[Collected data]

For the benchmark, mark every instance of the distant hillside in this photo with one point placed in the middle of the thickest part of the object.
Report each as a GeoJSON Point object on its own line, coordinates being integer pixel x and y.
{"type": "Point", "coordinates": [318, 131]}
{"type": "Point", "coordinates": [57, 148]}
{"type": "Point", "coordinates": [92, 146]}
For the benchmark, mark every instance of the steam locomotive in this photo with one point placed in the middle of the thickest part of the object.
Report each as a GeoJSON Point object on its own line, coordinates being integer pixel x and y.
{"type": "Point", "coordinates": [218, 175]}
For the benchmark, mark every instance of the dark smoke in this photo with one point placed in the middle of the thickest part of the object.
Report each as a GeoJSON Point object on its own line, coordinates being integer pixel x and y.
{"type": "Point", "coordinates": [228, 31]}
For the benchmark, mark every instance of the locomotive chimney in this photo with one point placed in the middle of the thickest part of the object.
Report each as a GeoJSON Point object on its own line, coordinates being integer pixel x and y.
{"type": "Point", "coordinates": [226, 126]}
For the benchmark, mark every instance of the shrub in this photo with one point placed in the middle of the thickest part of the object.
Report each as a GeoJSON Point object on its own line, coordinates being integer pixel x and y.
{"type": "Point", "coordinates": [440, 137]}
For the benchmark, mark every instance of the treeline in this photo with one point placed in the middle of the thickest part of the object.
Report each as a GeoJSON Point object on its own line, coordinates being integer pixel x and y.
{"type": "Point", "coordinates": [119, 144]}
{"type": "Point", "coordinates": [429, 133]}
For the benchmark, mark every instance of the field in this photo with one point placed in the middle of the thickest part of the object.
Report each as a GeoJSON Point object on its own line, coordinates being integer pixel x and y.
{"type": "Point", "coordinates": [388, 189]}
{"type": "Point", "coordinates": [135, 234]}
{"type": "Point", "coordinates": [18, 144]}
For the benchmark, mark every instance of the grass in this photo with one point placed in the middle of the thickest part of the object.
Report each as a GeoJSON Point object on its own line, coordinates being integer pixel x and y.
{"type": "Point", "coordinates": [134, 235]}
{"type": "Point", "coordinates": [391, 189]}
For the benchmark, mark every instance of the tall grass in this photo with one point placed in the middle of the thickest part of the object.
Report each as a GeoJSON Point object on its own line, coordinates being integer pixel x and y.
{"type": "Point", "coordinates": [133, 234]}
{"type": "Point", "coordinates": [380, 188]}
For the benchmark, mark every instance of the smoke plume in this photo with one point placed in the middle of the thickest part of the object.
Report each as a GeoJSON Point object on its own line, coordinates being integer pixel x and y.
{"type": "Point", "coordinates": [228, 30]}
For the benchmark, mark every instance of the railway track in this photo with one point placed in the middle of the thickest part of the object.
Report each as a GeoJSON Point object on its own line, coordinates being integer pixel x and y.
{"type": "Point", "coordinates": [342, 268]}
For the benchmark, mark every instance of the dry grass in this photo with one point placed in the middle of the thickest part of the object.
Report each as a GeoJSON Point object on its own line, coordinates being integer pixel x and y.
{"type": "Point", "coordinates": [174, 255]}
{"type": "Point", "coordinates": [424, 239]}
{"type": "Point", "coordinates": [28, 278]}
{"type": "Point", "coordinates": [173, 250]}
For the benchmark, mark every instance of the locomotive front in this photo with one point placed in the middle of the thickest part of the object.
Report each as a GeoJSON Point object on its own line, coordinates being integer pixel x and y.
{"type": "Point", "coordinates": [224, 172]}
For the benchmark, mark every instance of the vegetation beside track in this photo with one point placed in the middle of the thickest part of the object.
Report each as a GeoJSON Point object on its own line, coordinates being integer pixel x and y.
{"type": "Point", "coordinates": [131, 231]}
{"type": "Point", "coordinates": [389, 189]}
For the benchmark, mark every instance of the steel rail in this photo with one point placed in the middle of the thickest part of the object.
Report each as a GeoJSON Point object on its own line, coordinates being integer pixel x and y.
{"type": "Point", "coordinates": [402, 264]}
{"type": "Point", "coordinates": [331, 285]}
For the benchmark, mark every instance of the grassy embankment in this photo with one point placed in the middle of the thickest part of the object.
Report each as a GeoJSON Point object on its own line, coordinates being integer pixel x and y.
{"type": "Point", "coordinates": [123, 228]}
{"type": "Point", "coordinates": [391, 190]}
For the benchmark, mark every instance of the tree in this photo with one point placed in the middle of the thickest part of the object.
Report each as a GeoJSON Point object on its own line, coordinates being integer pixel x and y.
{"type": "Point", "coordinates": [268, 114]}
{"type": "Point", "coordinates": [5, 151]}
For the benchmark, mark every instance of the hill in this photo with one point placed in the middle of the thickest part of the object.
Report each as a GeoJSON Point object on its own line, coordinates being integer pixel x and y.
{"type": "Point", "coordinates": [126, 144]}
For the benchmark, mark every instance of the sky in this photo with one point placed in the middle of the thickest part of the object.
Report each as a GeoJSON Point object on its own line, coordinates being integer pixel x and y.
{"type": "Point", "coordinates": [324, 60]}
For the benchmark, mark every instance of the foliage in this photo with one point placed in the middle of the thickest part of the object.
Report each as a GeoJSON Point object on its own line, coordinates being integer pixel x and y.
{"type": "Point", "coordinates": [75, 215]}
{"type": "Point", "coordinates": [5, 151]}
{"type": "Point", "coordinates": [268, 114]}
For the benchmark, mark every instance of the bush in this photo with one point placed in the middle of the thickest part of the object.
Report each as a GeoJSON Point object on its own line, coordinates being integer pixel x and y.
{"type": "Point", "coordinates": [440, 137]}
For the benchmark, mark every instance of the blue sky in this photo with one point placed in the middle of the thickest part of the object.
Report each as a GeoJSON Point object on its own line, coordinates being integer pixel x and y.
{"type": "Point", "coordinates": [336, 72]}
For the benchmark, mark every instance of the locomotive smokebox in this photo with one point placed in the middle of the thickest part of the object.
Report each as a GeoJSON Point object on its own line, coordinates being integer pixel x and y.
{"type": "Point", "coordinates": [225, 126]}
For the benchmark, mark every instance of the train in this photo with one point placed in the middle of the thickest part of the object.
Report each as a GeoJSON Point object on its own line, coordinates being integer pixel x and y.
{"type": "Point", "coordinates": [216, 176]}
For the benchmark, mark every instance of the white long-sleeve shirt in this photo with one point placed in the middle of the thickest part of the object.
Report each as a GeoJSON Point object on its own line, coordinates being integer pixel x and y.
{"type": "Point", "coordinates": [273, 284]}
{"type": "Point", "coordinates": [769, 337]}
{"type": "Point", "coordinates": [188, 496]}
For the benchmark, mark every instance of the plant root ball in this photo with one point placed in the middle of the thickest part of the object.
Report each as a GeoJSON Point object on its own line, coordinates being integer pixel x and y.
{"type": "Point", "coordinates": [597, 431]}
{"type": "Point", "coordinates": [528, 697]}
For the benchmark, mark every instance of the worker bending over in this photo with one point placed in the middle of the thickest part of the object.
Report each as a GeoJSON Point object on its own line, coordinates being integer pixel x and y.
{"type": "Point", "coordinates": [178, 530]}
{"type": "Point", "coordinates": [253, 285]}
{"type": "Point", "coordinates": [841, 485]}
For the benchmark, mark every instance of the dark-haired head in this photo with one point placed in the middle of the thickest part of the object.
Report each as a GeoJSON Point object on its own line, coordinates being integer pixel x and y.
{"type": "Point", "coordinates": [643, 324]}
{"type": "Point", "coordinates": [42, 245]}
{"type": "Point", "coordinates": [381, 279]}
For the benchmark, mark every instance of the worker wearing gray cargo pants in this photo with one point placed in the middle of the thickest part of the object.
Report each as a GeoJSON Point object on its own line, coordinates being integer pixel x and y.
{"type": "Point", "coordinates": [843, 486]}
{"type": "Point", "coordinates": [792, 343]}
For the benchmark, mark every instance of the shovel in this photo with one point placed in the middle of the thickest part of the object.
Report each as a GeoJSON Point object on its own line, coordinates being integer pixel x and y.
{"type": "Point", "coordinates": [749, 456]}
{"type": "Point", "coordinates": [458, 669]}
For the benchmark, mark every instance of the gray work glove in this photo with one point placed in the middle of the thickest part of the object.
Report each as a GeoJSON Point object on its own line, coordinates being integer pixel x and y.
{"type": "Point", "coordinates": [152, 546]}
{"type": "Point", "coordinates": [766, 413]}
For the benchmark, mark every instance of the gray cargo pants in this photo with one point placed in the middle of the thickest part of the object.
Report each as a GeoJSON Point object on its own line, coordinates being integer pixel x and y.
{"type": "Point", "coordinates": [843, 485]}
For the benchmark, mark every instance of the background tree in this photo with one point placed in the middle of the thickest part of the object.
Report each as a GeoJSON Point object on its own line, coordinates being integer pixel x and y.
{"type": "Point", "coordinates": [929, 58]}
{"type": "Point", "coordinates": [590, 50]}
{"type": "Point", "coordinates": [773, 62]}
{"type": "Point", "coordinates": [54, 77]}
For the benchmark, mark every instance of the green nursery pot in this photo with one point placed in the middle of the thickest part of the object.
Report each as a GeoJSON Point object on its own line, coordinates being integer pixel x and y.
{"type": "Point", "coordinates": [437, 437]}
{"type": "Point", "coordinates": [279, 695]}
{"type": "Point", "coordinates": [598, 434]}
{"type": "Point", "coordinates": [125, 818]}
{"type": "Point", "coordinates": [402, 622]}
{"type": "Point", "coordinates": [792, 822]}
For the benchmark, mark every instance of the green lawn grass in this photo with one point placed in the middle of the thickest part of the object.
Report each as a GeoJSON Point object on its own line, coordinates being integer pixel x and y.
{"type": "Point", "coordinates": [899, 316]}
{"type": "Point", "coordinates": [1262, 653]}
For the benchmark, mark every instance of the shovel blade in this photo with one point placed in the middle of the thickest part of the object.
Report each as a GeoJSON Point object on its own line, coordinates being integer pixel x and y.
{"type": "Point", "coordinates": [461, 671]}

Problem — Convert everything from the line containing "For the benchmark, mark every instance of the green lawn" down to the end of the data above into a Markdown table with the columns Row and Data line, omitting blank lines.

Written solution —
| Row | Data line |
|---|---|
| 1 | For the benchmark, mark every instance of the green lawn grass in this photo with one point placed in the middle of the thickest part of the object. |
| 2 | Report each as a GeoJSON Point object on its own line, coordinates being integer pixel x and y. |
| 3 | {"type": "Point", "coordinates": [899, 316]} |
| 4 | {"type": "Point", "coordinates": [1262, 653]} |
| 5 | For the benchmark, mark every instance of the shovel blade in this photo with one point placed in the middle of the thickest part of the object. |
| 6 | Report each as a GeoJSON Point object on its own line, coordinates being integer pixel x and y. |
| 7 | {"type": "Point", "coordinates": [461, 671]} |